» TO DO: In the records below, find the line holding "Target: concrete wall" and the line holding "Example: <point>460,505</point>". Set down both, with every line between them, exactly.

───── GIVEN DATA ─────

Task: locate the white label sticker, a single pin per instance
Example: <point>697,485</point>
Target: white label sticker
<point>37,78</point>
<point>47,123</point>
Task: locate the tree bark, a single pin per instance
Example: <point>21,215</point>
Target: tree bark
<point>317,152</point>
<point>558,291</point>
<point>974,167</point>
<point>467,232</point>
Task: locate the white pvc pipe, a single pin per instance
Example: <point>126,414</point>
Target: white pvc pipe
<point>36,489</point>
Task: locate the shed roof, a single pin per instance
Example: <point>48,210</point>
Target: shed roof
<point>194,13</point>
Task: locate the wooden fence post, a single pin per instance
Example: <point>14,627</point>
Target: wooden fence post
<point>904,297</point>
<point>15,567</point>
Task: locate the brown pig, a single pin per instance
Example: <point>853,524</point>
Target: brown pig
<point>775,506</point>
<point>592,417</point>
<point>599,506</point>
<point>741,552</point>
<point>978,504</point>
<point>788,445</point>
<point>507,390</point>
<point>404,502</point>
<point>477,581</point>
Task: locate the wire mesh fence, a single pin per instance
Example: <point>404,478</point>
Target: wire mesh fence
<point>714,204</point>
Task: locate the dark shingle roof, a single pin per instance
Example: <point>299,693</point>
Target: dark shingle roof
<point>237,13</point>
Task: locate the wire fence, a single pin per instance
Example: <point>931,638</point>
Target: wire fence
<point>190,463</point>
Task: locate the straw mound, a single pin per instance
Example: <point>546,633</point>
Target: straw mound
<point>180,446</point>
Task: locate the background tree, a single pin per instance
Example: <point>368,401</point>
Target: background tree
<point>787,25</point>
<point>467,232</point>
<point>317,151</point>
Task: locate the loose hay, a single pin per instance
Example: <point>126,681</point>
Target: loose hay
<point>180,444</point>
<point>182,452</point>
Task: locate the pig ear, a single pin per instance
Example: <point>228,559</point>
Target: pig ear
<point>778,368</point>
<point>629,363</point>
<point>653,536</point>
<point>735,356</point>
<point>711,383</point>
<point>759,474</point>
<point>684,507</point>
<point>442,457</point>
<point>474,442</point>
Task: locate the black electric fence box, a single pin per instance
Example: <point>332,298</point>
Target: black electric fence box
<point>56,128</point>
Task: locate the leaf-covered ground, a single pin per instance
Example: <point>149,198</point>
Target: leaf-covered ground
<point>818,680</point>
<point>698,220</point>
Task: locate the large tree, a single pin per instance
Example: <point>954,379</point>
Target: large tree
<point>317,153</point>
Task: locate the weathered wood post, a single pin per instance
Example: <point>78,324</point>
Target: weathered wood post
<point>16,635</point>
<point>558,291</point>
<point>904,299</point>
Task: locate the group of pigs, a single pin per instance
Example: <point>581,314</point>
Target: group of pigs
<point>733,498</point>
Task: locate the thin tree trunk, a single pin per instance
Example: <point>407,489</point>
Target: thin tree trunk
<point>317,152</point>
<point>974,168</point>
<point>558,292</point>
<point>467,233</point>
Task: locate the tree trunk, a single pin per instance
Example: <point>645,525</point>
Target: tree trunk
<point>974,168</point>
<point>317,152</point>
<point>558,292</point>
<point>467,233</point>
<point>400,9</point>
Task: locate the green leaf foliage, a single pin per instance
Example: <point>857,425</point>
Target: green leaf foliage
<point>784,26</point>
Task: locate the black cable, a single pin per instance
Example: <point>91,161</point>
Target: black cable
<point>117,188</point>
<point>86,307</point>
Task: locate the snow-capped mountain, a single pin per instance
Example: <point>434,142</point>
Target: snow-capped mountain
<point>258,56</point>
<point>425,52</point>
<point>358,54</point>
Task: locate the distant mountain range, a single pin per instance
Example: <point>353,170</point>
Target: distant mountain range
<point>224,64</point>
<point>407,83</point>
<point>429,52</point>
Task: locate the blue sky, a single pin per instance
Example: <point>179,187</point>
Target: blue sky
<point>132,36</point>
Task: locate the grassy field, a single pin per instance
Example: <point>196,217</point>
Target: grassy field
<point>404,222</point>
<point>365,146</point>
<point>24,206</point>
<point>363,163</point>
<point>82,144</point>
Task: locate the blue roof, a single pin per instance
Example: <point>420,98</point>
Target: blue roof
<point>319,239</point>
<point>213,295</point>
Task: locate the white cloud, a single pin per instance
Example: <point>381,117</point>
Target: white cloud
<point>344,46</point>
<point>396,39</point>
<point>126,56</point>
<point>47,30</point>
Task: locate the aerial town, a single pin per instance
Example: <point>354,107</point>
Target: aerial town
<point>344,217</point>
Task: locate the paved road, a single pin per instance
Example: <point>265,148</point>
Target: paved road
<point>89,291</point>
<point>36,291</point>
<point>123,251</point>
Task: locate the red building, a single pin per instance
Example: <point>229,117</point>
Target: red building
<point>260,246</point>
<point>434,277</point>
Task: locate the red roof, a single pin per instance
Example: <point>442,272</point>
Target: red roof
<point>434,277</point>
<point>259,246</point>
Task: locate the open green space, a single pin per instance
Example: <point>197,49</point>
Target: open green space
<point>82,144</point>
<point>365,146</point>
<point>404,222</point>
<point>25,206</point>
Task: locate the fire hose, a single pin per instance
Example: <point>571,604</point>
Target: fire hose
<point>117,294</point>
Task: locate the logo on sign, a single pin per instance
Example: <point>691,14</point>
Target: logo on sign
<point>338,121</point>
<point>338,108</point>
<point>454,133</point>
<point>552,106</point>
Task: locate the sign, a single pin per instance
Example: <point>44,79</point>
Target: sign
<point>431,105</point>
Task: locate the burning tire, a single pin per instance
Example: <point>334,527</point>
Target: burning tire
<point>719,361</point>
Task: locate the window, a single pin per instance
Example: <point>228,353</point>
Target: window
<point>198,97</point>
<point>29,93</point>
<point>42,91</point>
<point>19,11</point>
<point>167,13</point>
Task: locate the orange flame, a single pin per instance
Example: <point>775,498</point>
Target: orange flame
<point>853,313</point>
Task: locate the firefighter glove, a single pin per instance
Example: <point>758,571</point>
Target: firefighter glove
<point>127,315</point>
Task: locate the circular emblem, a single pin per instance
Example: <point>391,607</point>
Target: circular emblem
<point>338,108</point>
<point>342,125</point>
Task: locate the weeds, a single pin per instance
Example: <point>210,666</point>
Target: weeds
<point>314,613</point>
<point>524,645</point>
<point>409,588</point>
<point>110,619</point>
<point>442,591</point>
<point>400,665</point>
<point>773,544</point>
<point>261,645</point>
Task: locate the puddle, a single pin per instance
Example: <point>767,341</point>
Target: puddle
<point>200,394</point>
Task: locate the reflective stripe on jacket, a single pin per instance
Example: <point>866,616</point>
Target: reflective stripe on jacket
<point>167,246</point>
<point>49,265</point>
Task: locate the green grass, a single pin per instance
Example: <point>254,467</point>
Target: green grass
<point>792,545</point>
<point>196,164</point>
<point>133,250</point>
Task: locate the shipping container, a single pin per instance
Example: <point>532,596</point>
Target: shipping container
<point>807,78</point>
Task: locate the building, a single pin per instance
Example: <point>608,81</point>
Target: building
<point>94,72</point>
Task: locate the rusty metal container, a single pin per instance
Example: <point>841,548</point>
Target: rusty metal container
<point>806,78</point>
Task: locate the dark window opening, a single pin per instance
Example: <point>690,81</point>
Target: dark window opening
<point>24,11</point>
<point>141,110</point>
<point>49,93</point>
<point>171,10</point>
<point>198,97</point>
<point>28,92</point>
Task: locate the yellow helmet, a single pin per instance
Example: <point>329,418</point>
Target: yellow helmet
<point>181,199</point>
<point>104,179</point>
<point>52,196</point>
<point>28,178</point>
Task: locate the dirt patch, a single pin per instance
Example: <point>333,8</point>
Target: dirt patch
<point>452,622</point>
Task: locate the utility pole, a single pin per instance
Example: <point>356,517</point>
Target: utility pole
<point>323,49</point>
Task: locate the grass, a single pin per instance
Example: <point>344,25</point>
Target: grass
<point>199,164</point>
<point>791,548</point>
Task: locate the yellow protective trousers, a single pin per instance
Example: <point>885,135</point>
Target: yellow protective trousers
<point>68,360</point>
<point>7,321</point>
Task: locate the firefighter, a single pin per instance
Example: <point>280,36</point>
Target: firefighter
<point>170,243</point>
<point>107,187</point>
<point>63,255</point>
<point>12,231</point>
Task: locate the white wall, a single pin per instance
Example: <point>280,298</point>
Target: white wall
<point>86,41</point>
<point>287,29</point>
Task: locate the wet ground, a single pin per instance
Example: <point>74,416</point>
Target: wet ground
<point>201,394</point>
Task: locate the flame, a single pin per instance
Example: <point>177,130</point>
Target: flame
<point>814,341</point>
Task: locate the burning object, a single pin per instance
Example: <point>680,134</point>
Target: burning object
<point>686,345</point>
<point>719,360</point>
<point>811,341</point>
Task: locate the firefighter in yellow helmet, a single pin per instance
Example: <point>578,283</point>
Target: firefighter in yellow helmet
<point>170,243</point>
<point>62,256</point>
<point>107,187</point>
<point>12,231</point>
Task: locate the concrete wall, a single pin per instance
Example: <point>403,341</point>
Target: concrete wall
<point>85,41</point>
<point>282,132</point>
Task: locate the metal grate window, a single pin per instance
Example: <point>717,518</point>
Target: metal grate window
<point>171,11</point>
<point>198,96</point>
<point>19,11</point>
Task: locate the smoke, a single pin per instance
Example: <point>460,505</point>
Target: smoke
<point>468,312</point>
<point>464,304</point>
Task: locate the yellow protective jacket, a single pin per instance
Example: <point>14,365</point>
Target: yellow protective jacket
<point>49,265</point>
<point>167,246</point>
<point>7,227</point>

─────

» TASK ANSWER:
Target: concrete wall
<point>85,41</point>
<point>282,132</point>
Task: locate the metal grate window, a single pin per instance
Example: <point>717,518</point>
Target: metal grate window
<point>171,11</point>
<point>198,96</point>
<point>19,11</point>
Task: locate the smoke, a single pin per instance
Example: <point>460,505</point>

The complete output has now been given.